• WHAT TO PRODUCE:
Copy the entries that follow, exactly and completely.

[Stored data entries]

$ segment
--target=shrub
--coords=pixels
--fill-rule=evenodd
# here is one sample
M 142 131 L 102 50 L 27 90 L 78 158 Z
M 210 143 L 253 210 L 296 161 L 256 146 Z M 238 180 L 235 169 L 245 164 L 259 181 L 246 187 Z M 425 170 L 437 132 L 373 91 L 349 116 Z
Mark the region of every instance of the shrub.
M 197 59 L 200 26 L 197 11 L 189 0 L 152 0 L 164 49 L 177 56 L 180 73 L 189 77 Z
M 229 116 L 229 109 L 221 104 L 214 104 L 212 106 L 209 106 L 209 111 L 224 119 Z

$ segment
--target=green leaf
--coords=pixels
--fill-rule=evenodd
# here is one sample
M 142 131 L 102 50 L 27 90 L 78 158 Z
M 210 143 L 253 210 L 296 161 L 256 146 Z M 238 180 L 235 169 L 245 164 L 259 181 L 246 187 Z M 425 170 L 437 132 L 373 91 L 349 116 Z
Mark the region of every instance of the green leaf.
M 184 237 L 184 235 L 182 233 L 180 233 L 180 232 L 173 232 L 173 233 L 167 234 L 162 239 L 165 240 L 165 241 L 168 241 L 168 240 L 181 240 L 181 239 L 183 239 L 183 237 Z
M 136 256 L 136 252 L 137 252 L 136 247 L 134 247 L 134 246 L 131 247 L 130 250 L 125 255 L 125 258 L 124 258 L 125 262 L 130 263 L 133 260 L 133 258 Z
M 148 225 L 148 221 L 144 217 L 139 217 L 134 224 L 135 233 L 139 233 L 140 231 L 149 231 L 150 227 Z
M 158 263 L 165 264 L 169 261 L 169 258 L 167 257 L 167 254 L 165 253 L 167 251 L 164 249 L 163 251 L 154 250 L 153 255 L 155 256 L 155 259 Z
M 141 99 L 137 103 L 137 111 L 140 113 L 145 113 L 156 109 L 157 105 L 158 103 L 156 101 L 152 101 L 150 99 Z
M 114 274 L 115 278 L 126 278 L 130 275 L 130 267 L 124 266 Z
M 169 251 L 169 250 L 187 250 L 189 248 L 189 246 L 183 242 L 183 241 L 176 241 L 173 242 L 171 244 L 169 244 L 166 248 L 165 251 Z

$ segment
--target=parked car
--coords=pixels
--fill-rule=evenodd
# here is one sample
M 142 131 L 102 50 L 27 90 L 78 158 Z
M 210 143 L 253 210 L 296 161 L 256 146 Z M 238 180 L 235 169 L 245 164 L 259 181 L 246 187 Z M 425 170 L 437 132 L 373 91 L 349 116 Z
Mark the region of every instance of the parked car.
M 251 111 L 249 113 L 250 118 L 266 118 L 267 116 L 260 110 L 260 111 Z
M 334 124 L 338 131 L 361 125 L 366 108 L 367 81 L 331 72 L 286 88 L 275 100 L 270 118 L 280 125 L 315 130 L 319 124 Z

• TASK RESULT:
$ segment
--target=shrub
--coords=pixels
--fill-rule=evenodd
# here is one sample
M 142 131 L 102 50 L 27 90 L 78 158 Z
M 210 143 L 253 210 L 296 161 L 256 146 Z M 238 180 L 235 169 L 245 164 L 259 181 L 246 187 Z M 425 170 L 437 132 L 373 91 L 349 116 Z
Mark the region of every instance of the shrub.
M 197 59 L 200 26 L 197 11 L 189 0 L 152 0 L 164 49 L 177 56 L 180 73 L 189 77 Z
M 229 116 L 229 109 L 221 104 L 214 104 L 212 106 L 209 106 L 209 111 L 224 119 Z

$ segment
--target=green leaf
--coords=pixels
--fill-rule=evenodd
# here is one sample
M 142 131 L 102 50 L 27 90 L 78 158 Z
M 210 143 L 253 210 L 296 161 L 256 146 Z M 238 180 L 235 169 L 245 164 L 259 181 L 246 187 Z M 425 170 L 437 132 L 373 91 L 349 116 Z
Mark the region of every instance of the green leaf.
M 184 237 L 184 235 L 182 233 L 180 233 L 180 232 L 173 232 L 173 233 L 167 234 L 162 239 L 165 240 L 165 241 L 168 241 L 168 240 L 181 240 L 181 239 L 183 239 L 183 237 Z
M 136 256 L 136 252 L 137 252 L 136 247 L 134 247 L 134 246 L 131 247 L 130 250 L 125 255 L 125 258 L 124 258 L 125 262 L 130 263 L 133 260 L 133 258 Z
M 148 225 L 148 221 L 144 217 L 139 217 L 134 224 L 135 233 L 139 233 L 140 231 L 149 231 L 150 227 Z
M 158 263 L 165 264 L 169 261 L 169 258 L 167 257 L 167 254 L 165 253 L 167 251 L 164 249 L 163 251 L 154 250 L 153 255 L 155 256 L 155 259 Z
M 141 99 L 137 103 L 137 111 L 140 113 L 145 113 L 156 109 L 157 105 L 158 103 L 156 101 L 152 101 L 150 99 Z
M 114 274 L 115 278 L 126 278 L 130 275 L 130 267 L 124 266 Z
M 169 251 L 169 250 L 187 250 L 189 248 L 189 246 L 183 242 L 183 241 L 176 241 L 173 242 L 171 244 L 169 244 L 166 248 L 165 251 Z

$ segment
--target=parked car
--coords=pixels
--fill-rule=evenodd
# here is one sample
M 142 131 L 102 50 L 27 90 L 78 158 Z
M 210 143 L 253 210 L 296 161 L 256 146 Z M 238 180 L 235 169 L 245 164 L 259 181 L 246 187 Z M 425 170 L 437 132 L 373 91 L 349 116 Z
Mark the region of every instance of the parked car.
M 251 111 L 249 113 L 250 118 L 266 118 L 267 116 L 260 110 L 260 111 Z
M 334 124 L 338 131 L 361 125 L 366 108 L 367 81 L 331 72 L 286 88 L 275 100 L 270 118 L 280 125 L 315 130 L 319 124 Z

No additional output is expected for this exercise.